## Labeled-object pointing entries

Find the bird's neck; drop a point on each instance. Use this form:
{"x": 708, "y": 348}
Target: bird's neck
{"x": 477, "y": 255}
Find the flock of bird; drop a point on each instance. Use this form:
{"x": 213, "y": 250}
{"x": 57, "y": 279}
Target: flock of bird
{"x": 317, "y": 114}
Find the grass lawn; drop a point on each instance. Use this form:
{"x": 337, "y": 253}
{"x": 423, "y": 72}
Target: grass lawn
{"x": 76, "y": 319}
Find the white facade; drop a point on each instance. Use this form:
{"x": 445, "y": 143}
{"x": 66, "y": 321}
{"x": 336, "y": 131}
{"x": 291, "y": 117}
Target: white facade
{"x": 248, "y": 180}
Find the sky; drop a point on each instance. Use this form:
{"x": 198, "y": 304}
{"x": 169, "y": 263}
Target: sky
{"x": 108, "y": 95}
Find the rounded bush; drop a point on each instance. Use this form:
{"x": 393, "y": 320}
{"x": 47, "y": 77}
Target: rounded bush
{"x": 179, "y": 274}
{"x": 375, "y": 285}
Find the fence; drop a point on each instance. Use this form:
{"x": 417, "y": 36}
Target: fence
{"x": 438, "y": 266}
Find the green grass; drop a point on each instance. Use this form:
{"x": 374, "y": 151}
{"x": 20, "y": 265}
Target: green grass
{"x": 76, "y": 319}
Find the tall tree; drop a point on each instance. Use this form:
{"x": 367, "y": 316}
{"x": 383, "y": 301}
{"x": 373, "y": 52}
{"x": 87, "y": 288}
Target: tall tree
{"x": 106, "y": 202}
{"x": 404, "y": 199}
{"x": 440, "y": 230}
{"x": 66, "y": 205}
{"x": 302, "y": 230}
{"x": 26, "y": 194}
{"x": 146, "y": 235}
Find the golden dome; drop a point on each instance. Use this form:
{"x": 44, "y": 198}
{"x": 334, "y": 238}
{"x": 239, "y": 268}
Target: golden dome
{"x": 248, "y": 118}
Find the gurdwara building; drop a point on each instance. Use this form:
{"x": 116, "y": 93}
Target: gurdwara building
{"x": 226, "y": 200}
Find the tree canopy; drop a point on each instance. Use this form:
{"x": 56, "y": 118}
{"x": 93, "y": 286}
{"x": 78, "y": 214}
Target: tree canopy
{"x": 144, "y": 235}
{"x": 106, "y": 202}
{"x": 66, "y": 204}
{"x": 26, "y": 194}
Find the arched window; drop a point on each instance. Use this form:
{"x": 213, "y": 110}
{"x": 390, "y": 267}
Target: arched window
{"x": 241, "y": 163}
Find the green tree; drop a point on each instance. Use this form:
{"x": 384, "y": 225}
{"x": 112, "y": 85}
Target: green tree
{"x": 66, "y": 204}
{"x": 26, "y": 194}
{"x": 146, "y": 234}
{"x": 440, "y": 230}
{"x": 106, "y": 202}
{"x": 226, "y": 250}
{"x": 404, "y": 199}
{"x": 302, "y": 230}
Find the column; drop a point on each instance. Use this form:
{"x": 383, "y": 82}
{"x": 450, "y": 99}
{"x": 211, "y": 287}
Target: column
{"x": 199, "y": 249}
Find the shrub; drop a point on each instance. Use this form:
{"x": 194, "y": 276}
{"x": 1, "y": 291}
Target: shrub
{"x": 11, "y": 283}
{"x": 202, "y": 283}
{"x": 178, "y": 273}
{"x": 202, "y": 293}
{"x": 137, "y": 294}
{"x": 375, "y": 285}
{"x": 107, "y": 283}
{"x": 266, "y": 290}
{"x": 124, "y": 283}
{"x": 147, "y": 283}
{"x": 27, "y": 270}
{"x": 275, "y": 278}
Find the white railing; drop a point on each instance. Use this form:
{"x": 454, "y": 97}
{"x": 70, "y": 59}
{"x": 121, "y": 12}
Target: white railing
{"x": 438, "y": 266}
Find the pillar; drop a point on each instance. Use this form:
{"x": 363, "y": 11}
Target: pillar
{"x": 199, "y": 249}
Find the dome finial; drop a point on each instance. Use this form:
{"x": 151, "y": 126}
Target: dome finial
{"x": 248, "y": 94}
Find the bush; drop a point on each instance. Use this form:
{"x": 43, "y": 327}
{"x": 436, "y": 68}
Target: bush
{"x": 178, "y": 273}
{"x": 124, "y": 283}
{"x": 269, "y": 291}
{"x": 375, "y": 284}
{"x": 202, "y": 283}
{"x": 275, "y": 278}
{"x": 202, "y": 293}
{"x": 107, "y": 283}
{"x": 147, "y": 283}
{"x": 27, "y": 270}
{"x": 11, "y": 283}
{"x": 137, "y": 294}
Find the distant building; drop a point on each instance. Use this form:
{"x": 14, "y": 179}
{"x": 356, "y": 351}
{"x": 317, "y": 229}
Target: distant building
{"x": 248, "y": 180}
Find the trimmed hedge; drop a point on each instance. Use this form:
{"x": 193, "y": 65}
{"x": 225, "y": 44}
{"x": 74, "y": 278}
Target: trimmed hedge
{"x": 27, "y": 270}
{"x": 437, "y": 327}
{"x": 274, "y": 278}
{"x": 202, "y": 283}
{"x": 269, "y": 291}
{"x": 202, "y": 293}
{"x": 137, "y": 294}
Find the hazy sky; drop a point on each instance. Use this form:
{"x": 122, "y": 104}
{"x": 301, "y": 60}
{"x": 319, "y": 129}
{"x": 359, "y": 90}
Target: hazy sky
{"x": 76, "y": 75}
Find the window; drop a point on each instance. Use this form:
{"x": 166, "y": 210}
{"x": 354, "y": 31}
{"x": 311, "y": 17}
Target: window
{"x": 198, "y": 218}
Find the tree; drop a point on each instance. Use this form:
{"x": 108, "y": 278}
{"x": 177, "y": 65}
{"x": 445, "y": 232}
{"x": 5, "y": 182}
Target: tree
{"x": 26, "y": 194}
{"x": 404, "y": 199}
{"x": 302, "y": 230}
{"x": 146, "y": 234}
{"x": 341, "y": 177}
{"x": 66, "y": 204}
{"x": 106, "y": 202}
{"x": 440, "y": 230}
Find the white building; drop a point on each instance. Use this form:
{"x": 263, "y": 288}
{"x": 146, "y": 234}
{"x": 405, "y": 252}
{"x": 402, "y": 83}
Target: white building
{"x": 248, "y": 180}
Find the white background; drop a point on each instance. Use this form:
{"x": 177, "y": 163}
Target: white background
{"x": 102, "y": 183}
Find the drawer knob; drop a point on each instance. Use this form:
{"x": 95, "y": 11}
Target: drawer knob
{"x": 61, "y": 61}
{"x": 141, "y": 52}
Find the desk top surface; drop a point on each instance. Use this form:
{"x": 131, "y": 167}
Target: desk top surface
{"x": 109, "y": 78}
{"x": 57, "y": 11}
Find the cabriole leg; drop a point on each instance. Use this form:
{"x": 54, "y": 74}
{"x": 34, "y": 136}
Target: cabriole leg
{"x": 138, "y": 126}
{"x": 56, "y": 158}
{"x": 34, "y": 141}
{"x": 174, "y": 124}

## Exercise
Duplicate all of the rows above verbatim, line for line.

## Written answer
Find the bird's neck; drop a point on each instance. Use this form:
{"x": 708, "y": 348}
Target: bird's neck
{"x": 477, "y": 255}
Find the flock of bird; drop a point on each instance. Use this form:
{"x": 213, "y": 250}
{"x": 57, "y": 279}
Target: flock of bird
{"x": 317, "y": 114}
Find the grass lawn; drop a point on each instance. Use this form:
{"x": 337, "y": 253}
{"x": 423, "y": 72}
Target: grass lawn
{"x": 76, "y": 319}
Find the white facade; drop a point on each instance. Use this form:
{"x": 445, "y": 143}
{"x": 66, "y": 321}
{"x": 336, "y": 131}
{"x": 291, "y": 117}
Target: white facade
{"x": 248, "y": 180}
Find the sky; drop a point on each instance. Use this form:
{"x": 198, "y": 304}
{"x": 169, "y": 263}
Target: sky
{"x": 108, "y": 95}
Find the rounded bush; drop a point on each instance. Use this form:
{"x": 393, "y": 320}
{"x": 47, "y": 77}
Target: rounded bush
{"x": 179, "y": 274}
{"x": 375, "y": 285}
Find the fence; drop a point on each instance. Use this form:
{"x": 417, "y": 36}
Target: fence
{"x": 438, "y": 266}
Find the green grass; drop a point on each instance. Use this form:
{"x": 374, "y": 151}
{"x": 20, "y": 265}
Target: green grass
{"x": 76, "y": 319}
Find the tall tree; drop a point on each instance. Use this form:
{"x": 367, "y": 316}
{"x": 383, "y": 301}
{"x": 373, "y": 52}
{"x": 87, "y": 288}
Target: tall tree
{"x": 106, "y": 202}
{"x": 404, "y": 199}
{"x": 440, "y": 230}
{"x": 66, "y": 205}
{"x": 302, "y": 230}
{"x": 26, "y": 194}
{"x": 146, "y": 235}
Find the golden dome; drop a point on each instance. Use this form:
{"x": 44, "y": 198}
{"x": 334, "y": 238}
{"x": 239, "y": 268}
Target: golden dome
{"x": 248, "y": 118}
Find the gurdwara building; drop a point on each instance. Use this form:
{"x": 116, "y": 93}
Target: gurdwara building
{"x": 226, "y": 200}
Find the tree canopy; drop a point on each instance. Use this form:
{"x": 56, "y": 118}
{"x": 93, "y": 286}
{"x": 78, "y": 214}
Target: tree canopy
{"x": 144, "y": 235}
{"x": 106, "y": 202}
{"x": 66, "y": 204}
{"x": 26, "y": 194}
Find the arched window; drop a point on each instance. Use this form:
{"x": 213, "y": 110}
{"x": 390, "y": 267}
Target: arched window
{"x": 241, "y": 163}
Find the green tree; drop a point on each instance. Use this form:
{"x": 384, "y": 225}
{"x": 112, "y": 85}
Target: green tree
{"x": 66, "y": 204}
{"x": 26, "y": 194}
{"x": 146, "y": 234}
{"x": 440, "y": 230}
{"x": 106, "y": 202}
{"x": 226, "y": 250}
{"x": 404, "y": 199}
{"x": 302, "y": 230}
Find the column; drop a point on each instance. Use this form:
{"x": 383, "y": 82}
{"x": 450, "y": 99}
{"x": 211, "y": 287}
Target: column
{"x": 199, "y": 249}
Find the shrub; drop a point on each instance. Use this form:
{"x": 194, "y": 276}
{"x": 1, "y": 291}
Target: shrub
{"x": 11, "y": 283}
{"x": 202, "y": 283}
{"x": 178, "y": 273}
{"x": 202, "y": 293}
{"x": 137, "y": 294}
{"x": 375, "y": 285}
{"x": 107, "y": 283}
{"x": 266, "y": 290}
{"x": 124, "y": 283}
{"x": 147, "y": 283}
{"x": 27, "y": 270}
{"x": 275, "y": 278}
Find the white railing; drop a point on each instance. Use this form:
{"x": 454, "y": 97}
{"x": 70, "y": 59}
{"x": 121, "y": 12}
Target: white railing
{"x": 438, "y": 266}
Find the pillar; drop a point on each instance. Use this form:
{"x": 363, "y": 11}
Target: pillar
{"x": 199, "y": 249}
Find the dome finial; drop a point on each instance. Use this form:
{"x": 151, "y": 126}
Target: dome finial
{"x": 248, "y": 94}
Find the bush; drop a point on each instance. Use this form:
{"x": 43, "y": 327}
{"x": 436, "y": 68}
Target: bush
{"x": 178, "y": 273}
{"x": 124, "y": 283}
{"x": 269, "y": 291}
{"x": 375, "y": 284}
{"x": 202, "y": 283}
{"x": 275, "y": 278}
{"x": 202, "y": 293}
{"x": 107, "y": 283}
{"x": 147, "y": 283}
{"x": 27, "y": 270}
{"x": 11, "y": 283}
{"x": 137, "y": 294}
Find the distant building; drop a point on each instance. Use this form:
{"x": 14, "y": 179}
{"x": 356, "y": 351}
{"x": 317, "y": 229}
Target: distant building
{"x": 248, "y": 180}
Find the trimmed hedge; drop a point on each instance. Use this form:
{"x": 193, "y": 65}
{"x": 225, "y": 44}
{"x": 74, "y": 278}
Target: trimmed hedge
{"x": 27, "y": 270}
{"x": 437, "y": 327}
{"x": 274, "y": 278}
{"x": 202, "y": 283}
{"x": 269, "y": 291}
{"x": 202, "y": 293}
{"x": 137, "y": 294}
Find the hazy sky; drop a point on each instance. Use this form:
{"x": 122, "y": 104}
{"x": 301, "y": 60}
{"x": 319, "y": 129}
{"x": 359, "y": 90}
Target: hazy sky
{"x": 76, "y": 75}
Find the window; drop a point on each instance. Use this form:
{"x": 166, "y": 210}
{"x": 354, "y": 31}
{"x": 311, "y": 17}
Target: window
{"x": 198, "y": 218}
Find the tree; drop a point on each instance. Use this form:
{"x": 108, "y": 278}
{"x": 177, "y": 65}
{"x": 445, "y": 232}
{"x": 5, "y": 182}
Target: tree
{"x": 26, "y": 194}
{"x": 404, "y": 199}
{"x": 302, "y": 230}
{"x": 146, "y": 234}
{"x": 341, "y": 177}
{"x": 66, "y": 204}
{"x": 106, "y": 202}
{"x": 440, "y": 230}
Find the white building; drop a point on each instance. Use this form:
{"x": 263, "y": 288}
{"x": 146, "y": 234}
{"x": 405, "y": 252}
{"x": 402, "y": 83}
Target: white building
{"x": 248, "y": 180}
Find the white background; drop a point on each instance. Use this form:
{"x": 177, "y": 163}
Target: white background
{"x": 102, "y": 183}
Find the drawer knob; drop a point on each instance. Use this form:
{"x": 95, "y": 11}
Target: drawer knob
{"x": 61, "y": 61}
{"x": 141, "y": 52}
Find the desk top surface; drop a point on each instance. Use this form:
{"x": 131, "y": 167}
Target: desk top surface
{"x": 109, "y": 78}
{"x": 57, "y": 11}
Find the cabriole leg; drop a point on each instance. Use this form:
{"x": 54, "y": 74}
{"x": 34, "y": 136}
Target: cabriole leg
{"x": 138, "y": 126}
{"x": 56, "y": 158}
{"x": 34, "y": 141}
{"x": 174, "y": 124}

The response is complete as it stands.